On the other hand, a product vanishes when at least one
of its factors is zero. This simply does not apply to a product
of zero factors.
Furthermore, if we want to keep alive the theorem
(valid in any integral domain)
that a product vanishes if and only if at least one of
its factors vanishes, we see that a product of no factors cannot
vanish: Thus, a zeroth power cannot possibly be zero.

The designers of some pocket calculators have decided to make it illegal to raise
zero to the power of zero on their machines.
This is either a misconception on their part, or an overly cautious [misguided]
approach to "fix" the fact that the function "x to the y" is not continuous
about x = y = 0,
which makes it behave erratically when previous rounding errors
have been made.
(Consider that the function equals 0 when x is 0 and y is 0.0000000001,
but it's 1 when x is 0.0000000001 and y is 0).
This is a misguided concern because the problem is with whatever prior rounding errors
occurred, not with the discontinuous function itself.
The fundamental flaw is with the so-called "floating-point" approach of such calculators
(and/or computer languages) which involves a drastic loss of accuracy when nearly
equal quantities are subtracted; It's up to the user to avoid such cases
(numerical analysis is not always easy, even with the help of a computer).
We've also been told about electronic devices which wrongly return an
"infinite" value for the zeroth power of zero
probably because of some careless internal error
propagation when attempting to take the "logarithm of zero",
as a misguided intermediate step...

chormpy (N. N. of New Zealand. 2000-10-21)
Complex Numbers
Explain what complex numbers are, in terms an idiot could understand.

Picture this. We are facing each other on open grounds and you're challenging
the very existence of negative numbers,
let alone complex numbers:

I ask politely: "Can you take two steps towards me?"

You nod and you do. So nice of you. I thank you.

Then, I ask you to move "minus two" (-2) steps towards me.

You smile, having understood what negative numbers are,
and take two steps back to your original spot._{ }

I smile back: "Can you take an imaginary
step towards me?"

You stare and say "Huh?".

However, after some thinking you take a step sideways.
Nice job !

It's ultimately a matter of convention to choose whether
a "forward" imaginary step is to the left or to the right.
However, the universal convention is that a positive imaginary step is a
step sideways to your left
(a negative imaginary step is to your right).

In other words, complex numbers are to the plane what real numbers are to the line.
They just describe position and motion in the plane the same
way real numbers do on a line.

→ **Problems to work on**:
a. Decide whether each statement agrees with the math text, answering yes or no and quoting the deciding words: (i) some pocket calculators make it illegal to raise zero to the power of zero; (ii) by the universal convention, a positive imaginary step is a step to your right; (iii) the problem lies with the discontinuous function itself.
b. Please reproduce word for word the stretch of the math text from "You smile, having" through "to the right.".
The data after this sentence is separate material from the math text.

→ **Information provided**:
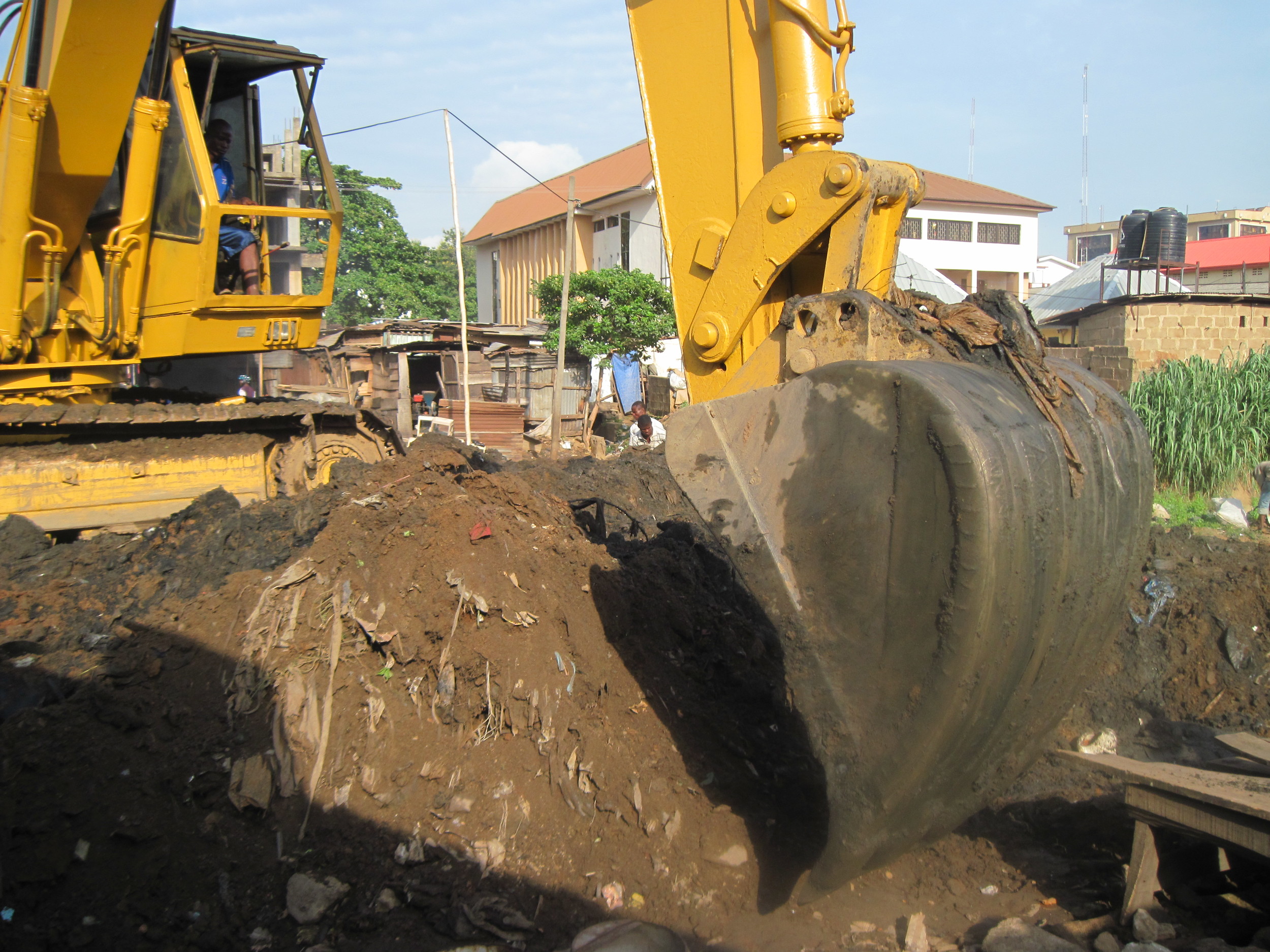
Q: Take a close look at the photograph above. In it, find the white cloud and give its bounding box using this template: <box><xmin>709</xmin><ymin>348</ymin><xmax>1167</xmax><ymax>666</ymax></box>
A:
<box><xmin>472</xmin><ymin>142</ymin><xmax>582</xmax><ymax>195</ymax></box>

→ **Answers given**:
a.
(i) Yes: "The designers of some pocket calculators have decided to make it illegal to raise zero to the power of zero on their machines."
(ii) No: "the universal convention is that a positive imaginary step is a step sideways to your left"
(iii) No: "the problem is with whatever prior rounding errors occurred, not with the discontinuous function itself."

b.
You smile, having understood what negative numbers are,
and take two steps back to your original spot._{ }

I smile back: "Can you take an imaginary
step towards me?"

You stare and say "Huh?".

However, after some thinking you take a step sideways.
Nice job !

It's ultimately a matter of convention to choose whether
a "forward" imaginary step is to the left or to the right.